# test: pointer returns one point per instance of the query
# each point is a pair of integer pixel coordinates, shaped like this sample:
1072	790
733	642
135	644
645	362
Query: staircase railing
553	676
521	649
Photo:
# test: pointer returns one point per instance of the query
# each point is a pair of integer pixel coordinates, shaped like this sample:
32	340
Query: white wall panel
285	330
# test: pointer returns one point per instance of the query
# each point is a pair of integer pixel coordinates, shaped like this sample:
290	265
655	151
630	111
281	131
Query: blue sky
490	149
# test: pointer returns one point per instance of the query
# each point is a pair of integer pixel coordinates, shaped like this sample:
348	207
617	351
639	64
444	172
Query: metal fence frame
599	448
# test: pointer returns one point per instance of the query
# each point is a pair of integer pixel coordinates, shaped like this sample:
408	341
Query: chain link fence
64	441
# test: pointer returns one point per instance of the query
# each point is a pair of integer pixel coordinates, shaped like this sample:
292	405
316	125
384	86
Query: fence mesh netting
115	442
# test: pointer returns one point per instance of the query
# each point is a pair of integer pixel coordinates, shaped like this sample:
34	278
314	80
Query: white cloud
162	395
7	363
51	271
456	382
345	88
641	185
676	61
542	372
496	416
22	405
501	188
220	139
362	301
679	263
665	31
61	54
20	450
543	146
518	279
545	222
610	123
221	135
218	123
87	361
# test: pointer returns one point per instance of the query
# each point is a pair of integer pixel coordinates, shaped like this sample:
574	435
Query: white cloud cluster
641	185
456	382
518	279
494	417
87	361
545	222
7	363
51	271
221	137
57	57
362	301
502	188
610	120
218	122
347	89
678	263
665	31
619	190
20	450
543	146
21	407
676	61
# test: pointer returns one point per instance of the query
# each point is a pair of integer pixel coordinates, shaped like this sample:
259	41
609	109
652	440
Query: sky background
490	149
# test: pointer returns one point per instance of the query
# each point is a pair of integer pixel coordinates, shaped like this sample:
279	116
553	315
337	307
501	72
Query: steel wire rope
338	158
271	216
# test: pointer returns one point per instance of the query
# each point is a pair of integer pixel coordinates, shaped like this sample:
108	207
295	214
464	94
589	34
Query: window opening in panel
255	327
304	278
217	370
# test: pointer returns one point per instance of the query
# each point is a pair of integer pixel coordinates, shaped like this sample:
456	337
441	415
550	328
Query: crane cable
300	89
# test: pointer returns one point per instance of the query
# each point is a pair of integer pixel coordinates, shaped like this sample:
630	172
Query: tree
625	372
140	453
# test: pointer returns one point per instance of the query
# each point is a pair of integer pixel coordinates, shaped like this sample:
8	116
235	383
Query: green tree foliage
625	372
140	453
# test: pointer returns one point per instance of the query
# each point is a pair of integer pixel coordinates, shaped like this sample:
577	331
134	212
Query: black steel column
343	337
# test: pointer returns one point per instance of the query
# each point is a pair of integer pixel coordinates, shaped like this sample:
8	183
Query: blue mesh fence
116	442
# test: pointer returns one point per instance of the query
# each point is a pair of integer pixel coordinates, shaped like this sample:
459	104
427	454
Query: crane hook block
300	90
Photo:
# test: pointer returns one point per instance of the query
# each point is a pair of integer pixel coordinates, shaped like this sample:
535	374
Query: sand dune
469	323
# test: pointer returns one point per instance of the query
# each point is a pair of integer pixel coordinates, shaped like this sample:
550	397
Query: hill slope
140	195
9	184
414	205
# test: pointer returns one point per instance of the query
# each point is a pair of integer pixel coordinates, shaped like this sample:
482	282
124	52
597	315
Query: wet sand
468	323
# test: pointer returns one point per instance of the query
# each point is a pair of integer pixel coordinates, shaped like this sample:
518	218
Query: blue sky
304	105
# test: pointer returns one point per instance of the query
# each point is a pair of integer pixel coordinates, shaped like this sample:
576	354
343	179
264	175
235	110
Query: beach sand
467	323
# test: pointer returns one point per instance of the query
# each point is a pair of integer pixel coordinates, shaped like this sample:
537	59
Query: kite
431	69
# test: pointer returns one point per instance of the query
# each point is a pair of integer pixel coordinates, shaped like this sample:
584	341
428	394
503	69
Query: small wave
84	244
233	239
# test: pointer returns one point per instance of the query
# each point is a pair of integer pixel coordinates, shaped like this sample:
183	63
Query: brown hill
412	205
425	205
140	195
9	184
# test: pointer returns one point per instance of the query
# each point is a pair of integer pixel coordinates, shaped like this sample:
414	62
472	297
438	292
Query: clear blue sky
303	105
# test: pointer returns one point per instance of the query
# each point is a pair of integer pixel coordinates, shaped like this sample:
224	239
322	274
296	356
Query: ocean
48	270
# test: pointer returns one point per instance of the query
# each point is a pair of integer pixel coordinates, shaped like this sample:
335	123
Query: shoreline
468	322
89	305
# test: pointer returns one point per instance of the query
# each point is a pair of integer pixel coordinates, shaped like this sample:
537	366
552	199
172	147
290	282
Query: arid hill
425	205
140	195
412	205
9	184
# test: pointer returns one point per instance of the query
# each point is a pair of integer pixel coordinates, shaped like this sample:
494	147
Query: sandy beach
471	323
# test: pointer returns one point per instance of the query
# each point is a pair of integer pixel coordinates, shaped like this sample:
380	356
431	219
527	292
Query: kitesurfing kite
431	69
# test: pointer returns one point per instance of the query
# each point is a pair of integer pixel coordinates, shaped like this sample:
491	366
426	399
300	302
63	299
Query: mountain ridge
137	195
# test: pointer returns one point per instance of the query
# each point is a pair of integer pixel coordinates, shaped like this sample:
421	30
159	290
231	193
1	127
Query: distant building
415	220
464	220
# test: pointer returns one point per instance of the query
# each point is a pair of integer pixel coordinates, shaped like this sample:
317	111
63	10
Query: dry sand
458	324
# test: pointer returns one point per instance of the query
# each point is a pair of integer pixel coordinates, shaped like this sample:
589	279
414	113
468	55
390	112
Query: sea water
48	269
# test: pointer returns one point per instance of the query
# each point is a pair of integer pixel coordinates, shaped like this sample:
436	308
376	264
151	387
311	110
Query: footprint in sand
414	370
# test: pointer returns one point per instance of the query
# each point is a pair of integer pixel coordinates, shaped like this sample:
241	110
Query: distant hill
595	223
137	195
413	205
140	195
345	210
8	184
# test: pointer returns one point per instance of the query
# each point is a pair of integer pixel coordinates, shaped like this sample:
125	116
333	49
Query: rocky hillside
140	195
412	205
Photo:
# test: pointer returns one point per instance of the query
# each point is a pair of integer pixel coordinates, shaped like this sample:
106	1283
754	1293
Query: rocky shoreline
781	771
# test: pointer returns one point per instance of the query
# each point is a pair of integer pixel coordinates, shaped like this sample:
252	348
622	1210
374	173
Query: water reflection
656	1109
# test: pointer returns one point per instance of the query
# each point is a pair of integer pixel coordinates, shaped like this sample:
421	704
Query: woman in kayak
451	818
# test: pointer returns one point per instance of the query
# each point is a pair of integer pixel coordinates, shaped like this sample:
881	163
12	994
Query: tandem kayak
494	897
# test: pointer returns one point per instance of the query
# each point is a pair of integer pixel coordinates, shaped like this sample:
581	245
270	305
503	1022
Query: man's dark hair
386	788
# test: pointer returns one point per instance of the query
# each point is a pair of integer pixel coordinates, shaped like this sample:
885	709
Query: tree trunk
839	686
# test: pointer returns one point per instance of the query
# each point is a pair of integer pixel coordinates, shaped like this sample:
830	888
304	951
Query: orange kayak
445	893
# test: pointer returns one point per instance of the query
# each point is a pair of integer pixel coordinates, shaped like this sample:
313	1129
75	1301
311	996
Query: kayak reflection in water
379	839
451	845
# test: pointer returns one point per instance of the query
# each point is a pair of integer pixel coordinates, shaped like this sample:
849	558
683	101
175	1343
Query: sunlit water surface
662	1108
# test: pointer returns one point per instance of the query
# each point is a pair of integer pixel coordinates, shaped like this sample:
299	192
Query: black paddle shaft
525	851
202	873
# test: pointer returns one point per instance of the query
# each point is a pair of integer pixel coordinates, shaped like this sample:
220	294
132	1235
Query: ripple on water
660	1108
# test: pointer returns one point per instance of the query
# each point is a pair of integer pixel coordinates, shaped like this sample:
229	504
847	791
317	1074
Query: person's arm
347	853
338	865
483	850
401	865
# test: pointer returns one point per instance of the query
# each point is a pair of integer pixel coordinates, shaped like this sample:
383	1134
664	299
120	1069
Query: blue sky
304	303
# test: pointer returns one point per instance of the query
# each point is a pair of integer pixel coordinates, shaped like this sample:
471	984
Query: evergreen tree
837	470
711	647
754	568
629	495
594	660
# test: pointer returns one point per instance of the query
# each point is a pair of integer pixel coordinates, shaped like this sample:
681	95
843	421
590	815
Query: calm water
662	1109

━━━━━━━━

§ **Stated problem**: How many of the lines above contain the word "kayak"? Reply with the number alone.

§ **Finished answer**: 4